EXCERPTED TEXT:
·····

The difference, therefore, lies in the quantum of population and for India, given the enormity of its population, the challenges of vaccinating the entire eligible population or managing a pandemic is always humongous. No country can manage it seamlessly. It is, therefore, high time that the Government of India seriously considers drafting laws for controlling the population growth rates. If the Indian population keeps growing at the current rate and reaches 150-crore mark in the next 10 years and if in a decade’s time the world faces a similar health crisis, then however much India prepares, it would always be an uphill task to manage the situation unless something is done to check population growth rate.
Fight Disinformation on Mission Mode
Sadly, for more than a year now, since COVID-19 arrived in India, the country is not only confronting the pandemic but also a series of disinformation campaign by vested interests and certain political personalities that often created suspicions in the minds of people and derailed the efforts of the institutions combating the pandemic. Vested political interests left no stone unturned to create confusion and apprehensions about Indian-made vaccines. Some even most ridiculously termed it as ‘BJP’s Vaccine’ and exhorted their supporters not to take it.

·····

APPLY WHAT YOU READ:
(a) List every phrase in the excerpt on population and pandemic disinformation that states a length of time.
(b) Set down the passage of the excerpt on population and pandemic disinformation between "The difference, therefore, lies" and "population growth rate.", inclusive.

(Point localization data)
·····

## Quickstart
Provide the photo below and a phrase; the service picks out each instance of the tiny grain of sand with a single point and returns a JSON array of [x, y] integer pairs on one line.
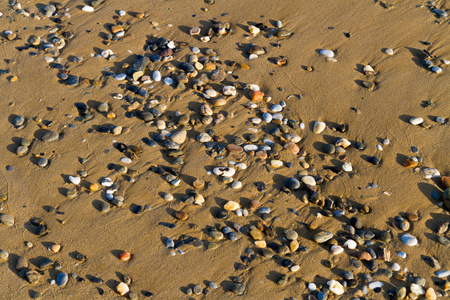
[[383, 195]]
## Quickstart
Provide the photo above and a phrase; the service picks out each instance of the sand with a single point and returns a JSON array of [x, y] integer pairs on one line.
[[327, 94]]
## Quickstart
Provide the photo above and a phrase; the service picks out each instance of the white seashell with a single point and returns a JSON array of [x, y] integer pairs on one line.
[[336, 249], [416, 121], [107, 181], [224, 171], [389, 51], [442, 274], [87, 8], [126, 160], [375, 284], [75, 180], [395, 267], [276, 108], [250, 148], [344, 143], [335, 287], [350, 244], [308, 180], [327, 53], [156, 76], [431, 173], [229, 90], [252, 87], [409, 240], [292, 137], [347, 167], [319, 127], [210, 93], [121, 76]]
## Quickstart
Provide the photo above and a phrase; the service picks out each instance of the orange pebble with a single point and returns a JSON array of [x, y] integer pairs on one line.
[[125, 256]]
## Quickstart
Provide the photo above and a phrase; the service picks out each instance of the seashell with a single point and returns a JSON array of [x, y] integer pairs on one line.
[[87, 8], [336, 249], [389, 51], [327, 53], [443, 274], [341, 142], [368, 70], [319, 127], [375, 284], [416, 121], [254, 30], [431, 173], [350, 244], [224, 171], [335, 287], [231, 206], [411, 162], [75, 180]]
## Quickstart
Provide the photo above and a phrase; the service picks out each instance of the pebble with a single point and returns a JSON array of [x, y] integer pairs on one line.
[[62, 279], [416, 120], [50, 136], [319, 127], [409, 240]]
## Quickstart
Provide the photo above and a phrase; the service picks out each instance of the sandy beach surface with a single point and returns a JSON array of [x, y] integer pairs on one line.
[[396, 184]]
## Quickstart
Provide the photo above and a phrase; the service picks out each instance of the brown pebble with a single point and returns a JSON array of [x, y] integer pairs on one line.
[[254, 204], [181, 215], [412, 217]]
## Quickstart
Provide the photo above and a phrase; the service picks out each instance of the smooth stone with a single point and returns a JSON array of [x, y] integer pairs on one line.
[[416, 121], [7, 220], [409, 240], [292, 183], [323, 236], [50, 136], [62, 279], [327, 53], [319, 127]]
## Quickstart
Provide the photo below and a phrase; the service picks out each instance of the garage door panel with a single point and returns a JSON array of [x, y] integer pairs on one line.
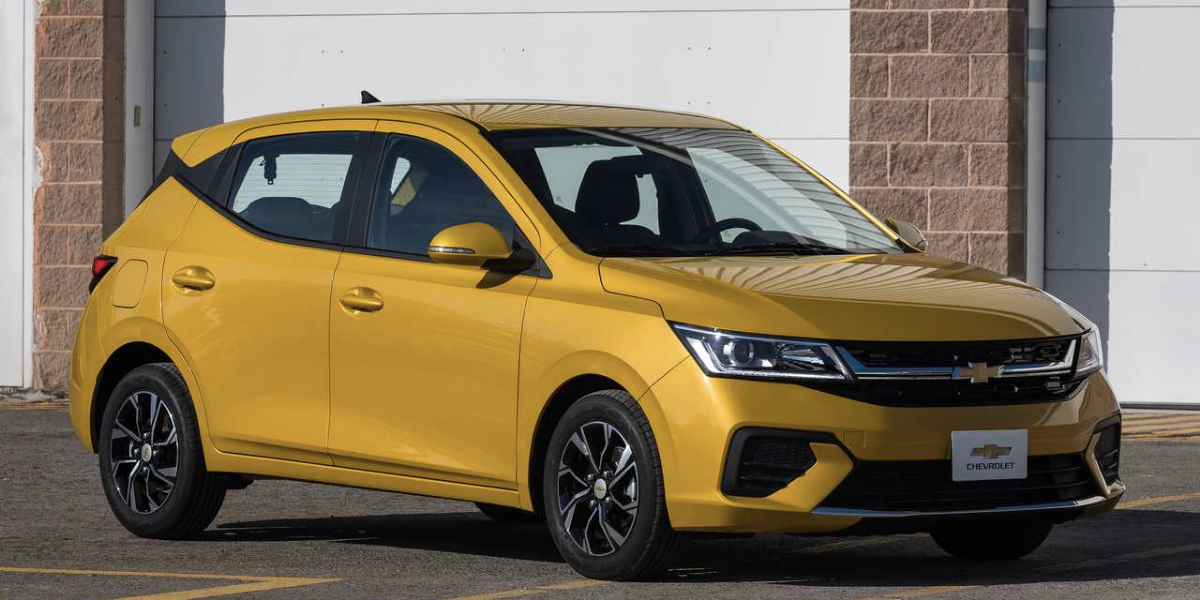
[[1149, 324], [1129, 72], [701, 61], [1122, 204], [245, 7], [744, 65], [189, 76]]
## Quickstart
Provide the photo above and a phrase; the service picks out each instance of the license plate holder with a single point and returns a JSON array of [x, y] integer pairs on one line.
[[989, 455]]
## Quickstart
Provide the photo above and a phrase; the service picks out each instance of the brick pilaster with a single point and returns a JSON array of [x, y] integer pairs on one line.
[[937, 123], [78, 132]]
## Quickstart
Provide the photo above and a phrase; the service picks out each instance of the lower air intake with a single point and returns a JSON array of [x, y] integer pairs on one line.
[[763, 461]]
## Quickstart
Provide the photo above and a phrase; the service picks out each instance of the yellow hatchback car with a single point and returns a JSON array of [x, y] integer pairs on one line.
[[630, 323]]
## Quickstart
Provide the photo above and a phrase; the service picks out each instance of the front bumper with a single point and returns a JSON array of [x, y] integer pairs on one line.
[[699, 415]]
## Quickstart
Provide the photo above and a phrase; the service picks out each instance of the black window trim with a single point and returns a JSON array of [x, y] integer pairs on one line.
[[217, 190], [355, 240]]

·····

WRITTEN RESPONSES:
(a)
- the next 10 years
- a decade’s time
- more than a year now

(b)
The difference, therefore, lies in the quantum of population and for India, given the enormity of its population, the challenges of vaccinating the entire eligible population or managing a pandemic is always humongous. No country can manage it seamlessly. It is, therefore, high time that the Government of India seriously considers drafting laws for controlling the population growth rates. If the Indian population keeps growing at the current rate and reaches 150-crore mark in the next 10 years and if in a decade’s time the world faces a similar health crisis, then however much India prepares, it would always be an uphill task to manage the situation unless something is done to check population growth rate.